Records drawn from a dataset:
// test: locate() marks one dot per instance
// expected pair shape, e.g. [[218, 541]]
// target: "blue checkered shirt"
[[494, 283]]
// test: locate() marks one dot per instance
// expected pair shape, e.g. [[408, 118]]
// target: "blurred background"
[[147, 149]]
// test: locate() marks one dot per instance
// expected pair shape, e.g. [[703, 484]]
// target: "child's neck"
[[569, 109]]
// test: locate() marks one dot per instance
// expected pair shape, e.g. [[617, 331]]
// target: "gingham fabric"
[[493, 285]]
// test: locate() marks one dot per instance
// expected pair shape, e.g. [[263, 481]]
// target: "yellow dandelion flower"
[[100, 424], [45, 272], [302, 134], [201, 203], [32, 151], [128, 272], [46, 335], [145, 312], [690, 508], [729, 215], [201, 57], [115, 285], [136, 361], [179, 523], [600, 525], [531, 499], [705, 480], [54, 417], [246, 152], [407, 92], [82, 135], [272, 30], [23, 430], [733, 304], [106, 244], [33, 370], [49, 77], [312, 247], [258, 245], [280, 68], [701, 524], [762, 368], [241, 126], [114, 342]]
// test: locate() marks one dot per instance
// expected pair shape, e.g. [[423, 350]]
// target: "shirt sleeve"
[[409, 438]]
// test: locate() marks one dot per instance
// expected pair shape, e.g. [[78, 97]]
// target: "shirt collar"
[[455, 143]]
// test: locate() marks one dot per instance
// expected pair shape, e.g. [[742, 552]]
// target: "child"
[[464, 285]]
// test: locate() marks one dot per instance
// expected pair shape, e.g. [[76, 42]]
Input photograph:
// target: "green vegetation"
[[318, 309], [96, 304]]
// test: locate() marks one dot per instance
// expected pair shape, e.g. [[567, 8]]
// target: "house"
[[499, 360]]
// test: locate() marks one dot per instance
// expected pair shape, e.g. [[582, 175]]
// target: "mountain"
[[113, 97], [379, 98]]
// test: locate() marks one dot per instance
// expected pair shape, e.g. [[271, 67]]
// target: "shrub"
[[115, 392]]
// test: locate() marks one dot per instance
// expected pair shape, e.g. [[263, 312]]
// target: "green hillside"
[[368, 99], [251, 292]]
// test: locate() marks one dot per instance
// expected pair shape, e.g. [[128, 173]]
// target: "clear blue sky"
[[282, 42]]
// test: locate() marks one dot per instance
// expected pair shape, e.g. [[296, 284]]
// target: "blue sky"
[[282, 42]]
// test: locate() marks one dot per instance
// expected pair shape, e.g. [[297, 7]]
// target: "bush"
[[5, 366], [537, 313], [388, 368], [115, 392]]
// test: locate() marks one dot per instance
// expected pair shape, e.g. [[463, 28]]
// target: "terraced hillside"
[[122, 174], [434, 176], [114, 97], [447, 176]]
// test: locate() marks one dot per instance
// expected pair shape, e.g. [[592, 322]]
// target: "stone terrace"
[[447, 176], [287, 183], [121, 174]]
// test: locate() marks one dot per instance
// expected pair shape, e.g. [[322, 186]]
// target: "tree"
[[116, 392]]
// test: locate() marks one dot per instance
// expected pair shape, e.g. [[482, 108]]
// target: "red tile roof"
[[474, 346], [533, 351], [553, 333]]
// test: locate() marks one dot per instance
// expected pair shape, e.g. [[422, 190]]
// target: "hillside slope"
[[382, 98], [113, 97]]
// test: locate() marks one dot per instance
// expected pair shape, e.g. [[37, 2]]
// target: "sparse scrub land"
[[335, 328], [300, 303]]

YOUR INSTRUCTIONS: Copy the entries exactly, leaving no line out.

EXERCISE RESULT:
// test: locate() marks one dot per instance
// expected pair shape, e.g. [[218, 541]]
// target: "blue checkered shirt"
[[494, 283]]
// test: locate() marks one dot per instance
// expected pair shape, e.g. [[408, 118]]
// target: "blurred background"
[[147, 149]]
// test: locate() marks one dot per instance
// expected pair shape, e.g. [[703, 484]]
// target: "child's neck"
[[569, 109]]
// test: locate() marks one dot per instance
// expected pair shape, e.g. [[617, 331]]
// target: "gingham fabric"
[[493, 285]]
// test: locate() marks one dot per instance
// expected pair shape, e.g. [[263, 481]]
// target: "yellow dandelion flower"
[[100, 424], [45, 272], [302, 134], [201, 203], [32, 151], [128, 272], [46, 335], [145, 312], [690, 508], [729, 215], [201, 57], [115, 285], [136, 361], [179, 523], [600, 525], [531, 499], [705, 480], [54, 417], [246, 152], [407, 92], [82, 135], [272, 30], [23, 430], [733, 304], [106, 244], [33, 370], [49, 77], [312, 247], [258, 245], [280, 68], [701, 524], [762, 368], [241, 126], [114, 342]]
// test: locate() marks one dot per instance
// expected pair shape, e.g. [[423, 350]]
// target: "shirt sleeve"
[[409, 438]]
// test: locate() marks one dot per instance
// expected pair shape, e.g. [[78, 97]]
// target: "shirt collar"
[[455, 143]]
// test: locate() marks one dot per instance
// expected pair shape, e.g. [[742, 552]]
// target: "child"
[[464, 285]]
// test: locate() marks one dot per instance
// expected pair shape, e.g. [[76, 42]]
Input photograph:
// target: "green vegetation"
[[318, 309], [96, 304]]
// test: locate() marks one dot per instance
// expected pair shape, e.g. [[567, 8]]
// target: "house"
[[499, 360]]
// test: locate() marks one dot per instance
// expected pair shape, e.g. [[582, 175]]
// target: "mountain"
[[113, 97], [379, 98]]
// test: locate() marks one dot per instance
// expected pair shape, e.g. [[271, 67]]
// target: "shrub"
[[115, 392]]
// test: locate() marks one dot per instance
// expected pair shape, e.g. [[263, 312]]
// target: "green hillside"
[[368, 99], [251, 292]]
// test: locate() marks one dot per instance
// expected pair shape, e.g. [[128, 173]]
// target: "clear blue sky"
[[282, 42]]
// test: locate() marks one dot per instance
// expected pair shape, e.g. [[296, 284]]
// target: "blue sky"
[[282, 42]]
// test: locate() marks one dot per instance
// expected pair shape, e.g. [[297, 7]]
// target: "bush"
[[5, 366], [537, 313], [388, 368], [115, 392]]
// test: locate() marks one dot per instance
// expected pair shape, e.g. [[463, 28]]
// target: "terraced hillside"
[[122, 174], [434, 176], [114, 97], [447, 176]]
// test: locate() marks one dot per instance
// expected pair shape, e.g. [[592, 322]]
// target: "stone terrace"
[[447, 176], [287, 183], [121, 174]]
// test: locate() marks one dot per instance
// expected pair shape, e.g. [[322, 186]]
// target: "tree"
[[116, 392]]
// test: locate() marks one dot per instance
// expected pair shape, e.g. [[482, 108]]
// target: "red tile roof"
[[474, 346], [533, 351], [553, 333]]
// test: locate() marks one dot per instance
// expected pair shape, e.g. [[422, 190]]
// target: "hillside slope"
[[382, 98], [113, 97]]
// test: locate() marks one dot per instance
// expected pair shape, e.g. [[37, 2]]
// target: "sparse scrub land"
[[335, 328], [300, 303]]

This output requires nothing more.